SELECTED EXTRACT »

──────────

- DVD cover
- Genre: Science Fiction Thriller
- Based on: Outbreak by Robin Cook
- Screenplay by: Roger Young
- Directed by: Armand Mastroianni
- Starring: Nicollette Sheridan William Devane Barry Corbin
- Music by: Garry Schyman
- Country of origin: United States
- Original language: English

Production
- Executive producers: Frank von Zerneck Robert M. Sertner
- Producer: Randy Sutter
- Cinematography: Gideon Porath
- Editor: Tod Feuerman
- Running time: 93 minutes
- Production company: Von Zerneck Sertner Films

Original release
- Network: NBC
- Release: May 8, 1995

= Virus (1995 film) =

Virus is a 1995 television film starring Nicollette Sheridan, William Devane, Stephen Caffrey, Dakin Matthews, Kurt Fuller, Barry Corbin and William Atherton. It was directed by Armand Mastroianni and written by Robin Cook and Roger Young, based on Cook's 1987 novel Outbreak. The film was also released on DVD under the title Formula for Death.

== Plot ==
Virus is based on the medical fiction novel Outbreak by Robin Cook.

──────────

INPUT DATA »

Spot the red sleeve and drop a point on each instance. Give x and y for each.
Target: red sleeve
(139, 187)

──────────

WHAT THIS EXERCISE ASKS »
1. For each statement about the page on the film Virus, answer yes or no and quote the words from the page that decide it: (a) The film was broadcast on NBC. (b) The film runs 120 minutes. (c) The film was released on DVD under a different title.
2. From the page on the film Virus, extract the part that opens with the words containing "Original release" and closes with "by Robin Cook.".
The listing has no role in this work.

SOLUTIONS BELOW »
1.
(a) Yes: "Network: NBC"
(b) No: "Running time: 93 minutes"
(c) Yes: "The film was also released on DVD under the title Formula for Death."

2.
Original release
- Network: NBC
- Release: May 8, 1995

= Virus (1995 film) =

Virus is a 1995 television film starring Nicollette Sheridan, William Devane, Stephen Caffrey, Dakin Matthews, Kurt Fuller, Barry Corbin and William Atherton. It was directed by Armand Mastroianni and written by Robin Cook and Roger Young, based on Cook's 1987 novel Outbreak. The film was also released on DVD under the title Formula for Death.

== Plot ==
Virus is based on the medical fiction novel Outbreak by Robin Cook.